- _Provided material_:
────────

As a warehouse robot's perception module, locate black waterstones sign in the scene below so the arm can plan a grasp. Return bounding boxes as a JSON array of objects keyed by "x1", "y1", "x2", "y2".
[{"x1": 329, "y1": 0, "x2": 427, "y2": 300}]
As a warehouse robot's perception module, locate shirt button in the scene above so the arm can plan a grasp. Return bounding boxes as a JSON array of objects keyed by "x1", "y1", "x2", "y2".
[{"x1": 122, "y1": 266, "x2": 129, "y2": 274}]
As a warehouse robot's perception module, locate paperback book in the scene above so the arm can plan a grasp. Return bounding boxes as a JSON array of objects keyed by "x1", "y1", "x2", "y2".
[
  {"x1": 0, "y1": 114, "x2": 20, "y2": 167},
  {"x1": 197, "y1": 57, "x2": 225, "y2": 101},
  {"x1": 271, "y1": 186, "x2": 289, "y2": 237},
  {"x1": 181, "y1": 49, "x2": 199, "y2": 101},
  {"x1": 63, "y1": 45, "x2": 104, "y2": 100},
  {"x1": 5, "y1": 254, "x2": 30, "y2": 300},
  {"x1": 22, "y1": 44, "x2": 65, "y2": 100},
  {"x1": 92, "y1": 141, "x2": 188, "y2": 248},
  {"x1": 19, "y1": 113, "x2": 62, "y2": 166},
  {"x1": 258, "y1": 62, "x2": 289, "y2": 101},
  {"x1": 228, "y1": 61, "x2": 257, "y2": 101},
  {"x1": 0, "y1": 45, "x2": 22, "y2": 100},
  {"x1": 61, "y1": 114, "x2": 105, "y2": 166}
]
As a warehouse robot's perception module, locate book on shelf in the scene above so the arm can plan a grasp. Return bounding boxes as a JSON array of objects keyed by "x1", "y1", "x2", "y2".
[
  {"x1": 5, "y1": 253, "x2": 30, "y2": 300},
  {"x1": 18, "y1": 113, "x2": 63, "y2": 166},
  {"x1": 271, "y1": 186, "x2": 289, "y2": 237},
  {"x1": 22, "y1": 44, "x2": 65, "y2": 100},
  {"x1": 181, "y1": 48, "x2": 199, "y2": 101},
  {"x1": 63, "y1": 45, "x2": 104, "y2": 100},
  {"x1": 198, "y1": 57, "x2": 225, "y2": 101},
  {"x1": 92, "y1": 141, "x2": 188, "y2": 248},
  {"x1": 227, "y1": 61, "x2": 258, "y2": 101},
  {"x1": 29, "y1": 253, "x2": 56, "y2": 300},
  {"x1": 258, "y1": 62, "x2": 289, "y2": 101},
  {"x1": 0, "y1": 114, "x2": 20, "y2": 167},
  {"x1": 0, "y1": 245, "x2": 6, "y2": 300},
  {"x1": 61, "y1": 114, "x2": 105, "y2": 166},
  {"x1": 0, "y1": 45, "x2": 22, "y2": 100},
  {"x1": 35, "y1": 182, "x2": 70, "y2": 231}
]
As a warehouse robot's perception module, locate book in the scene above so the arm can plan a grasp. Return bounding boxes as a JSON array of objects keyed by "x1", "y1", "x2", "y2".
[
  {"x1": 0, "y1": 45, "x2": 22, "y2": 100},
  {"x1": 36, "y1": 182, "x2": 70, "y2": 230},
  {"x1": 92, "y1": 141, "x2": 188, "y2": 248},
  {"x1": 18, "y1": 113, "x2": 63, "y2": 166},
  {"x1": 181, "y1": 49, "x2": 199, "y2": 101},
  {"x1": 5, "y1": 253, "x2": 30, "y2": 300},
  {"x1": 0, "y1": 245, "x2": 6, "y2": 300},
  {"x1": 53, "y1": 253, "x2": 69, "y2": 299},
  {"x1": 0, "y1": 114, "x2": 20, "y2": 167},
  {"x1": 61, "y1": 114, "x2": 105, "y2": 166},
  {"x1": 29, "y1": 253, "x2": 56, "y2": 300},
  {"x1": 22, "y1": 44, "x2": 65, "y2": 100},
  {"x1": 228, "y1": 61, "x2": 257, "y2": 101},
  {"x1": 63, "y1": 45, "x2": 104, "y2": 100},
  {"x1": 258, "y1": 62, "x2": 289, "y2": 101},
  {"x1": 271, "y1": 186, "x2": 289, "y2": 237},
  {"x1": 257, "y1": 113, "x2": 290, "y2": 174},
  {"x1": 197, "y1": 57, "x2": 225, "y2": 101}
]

────────

- _What you should do_: Quote all of the entries verbatim.

- _Right answer_:
As a warehouse robot's perception module, locate black waterstones sign in the scene below so the arm can plan a grasp. Return bounding boxes as a JSON array of objects keyed by "x1", "y1", "x2", "y2".
[{"x1": 329, "y1": 0, "x2": 427, "y2": 300}]
As a warehouse robot's perception module, locate shirt button in the scene above so the arm can plan a grasp. Return bounding boxes as a JSON array of objects keyed by "x1", "y1", "x2", "y2".
[{"x1": 122, "y1": 266, "x2": 129, "y2": 274}]
As a warehouse robot's perception module, locate paperback book in the scene above so the arm can plan a grasp. Return bounding boxes as a JSON array of objects keyed by "x1", "y1", "x2", "y2".
[
  {"x1": 0, "y1": 114, "x2": 20, "y2": 167},
  {"x1": 197, "y1": 57, "x2": 225, "y2": 101},
  {"x1": 271, "y1": 186, "x2": 289, "y2": 237},
  {"x1": 181, "y1": 49, "x2": 199, "y2": 101},
  {"x1": 63, "y1": 45, "x2": 104, "y2": 100},
  {"x1": 5, "y1": 254, "x2": 30, "y2": 300},
  {"x1": 22, "y1": 44, "x2": 65, "y2": 100},
  {"x1": 92, "y1": 141, "x2": 188, "y2": 248},
  {"x1": 19, "y1": 113, "x2": 62, "y2": 166},
  {"x1": 258, "y1": 62, "x2": 289, "y2": 101},
  {"x1": 228, "y1": 61, "x2": 257, "y2": 101},
  {"x1": 0, "y1": 45, "x2": 22, "y2": 100},
  {"x1": 61, "y1": 114, "x2": 105, "y2": 166}
]
As a warehouse robot's perception module, locate book on shelf in the scene above so the arm can plan a grasp. Return bounding boxes as a JSON array of objects keyed by "x1", "y1", "x2", "y2".
[
  {"x1": 5, "y1": 253, "x2": 30, "y2": 300},
  {"x1": 18, "y1": 113, "x2": 63, "y2": 166},
  {"x1": 271, "y1": 186, "x2": 289, "y2": 237},
  {"x1": 22, "y1": 44, "x2": 65, "y2": 100},
  {"x1": 181, "y1": 48, "x2": 199, "y2": 101},
  {"x1": 63, "y1": 45, "x2": 104, "y2": 100},
  {"x1": 198, "y1": 57, "x2": 225, "y2": 101},
  {"x1": 92, "y1": 141, "x2": 188, "y2": 248},
  {"x1": 227, "y1": 61, "x2": 258, "y2": 101},
  {"x1": 29, "y1": 253, "x2": 56, "y2": 300},
  {"x1": 258, "y1": 62, "x2": 289, "y2": 101},
  {"x1": 0, "y1": 114, "x2": 20, "y2": 167},
  {"x1": 0, "y1": 245, "x2": 6, "y2": 300},
  {"x1": 61, "y1": 114, "x2": 105, "y2": 166},
  {"x1": 0, "y1": 45, "x2": 22, "y2": 100},
  {"x1": 35, "y1": 182, "x2": 70, "y2": 231}
]
As a warehouse robot's perception module, locate book in the scene above so the arm can plan a grasp. Return bounding boxes as a JSON array of objects keyed by "x1", "y1", "x2", "y2".
[
  {"x1": 0, "y1": 45, "x2": 22, "y2": 100},
  {"x1": 36, "y1": 182, "x2": 70, "y2": 230},
  {"x1": 92, "y1": 141, "x2": 188, "y2": 248},
  {"x1": 18, "y1": 113, "x2": 63, "y2": 166},
  {"x1": 181, "y1": 49, "x2": 199, "y2": 101},
  {"x1": 5, "y1": 253, "x2": 30, "y2": 300},
  {"x1": 0, "y1": 245, "x2": 6, "y2": 300},
  {"x1": 53, "y1": 253, "x2": 69, "y2": 299},
  {"x1": 0, "y1": 114, "x2": 20, "y2": 167},
  {"x1": 61, "y1": 114, "x2": 105, "y2": 166},
  {"x1": 29, "y1": 253, "x2": 56, "y2": 300},
  {"x1": 22, "y1": 44, "x2": 65, "y2": 100},
  {"x1": 228, "y1": 61, "x2": 257, "y2": 101},
  {"x1": 63, "y1": 45, "x2": 104, "y2": 100},
  {"x1": 258, "y1": 62, "x2": 289, "y2": 101},
  {"x1": 271, "y1": 186, "x2": 289, "y2": 237},
  {"x1": 257, "y1": 113, "x2": 290, "y2": 174},
  {"x1": 197, "y1": 57, "x2": 225, "y2": 101}
]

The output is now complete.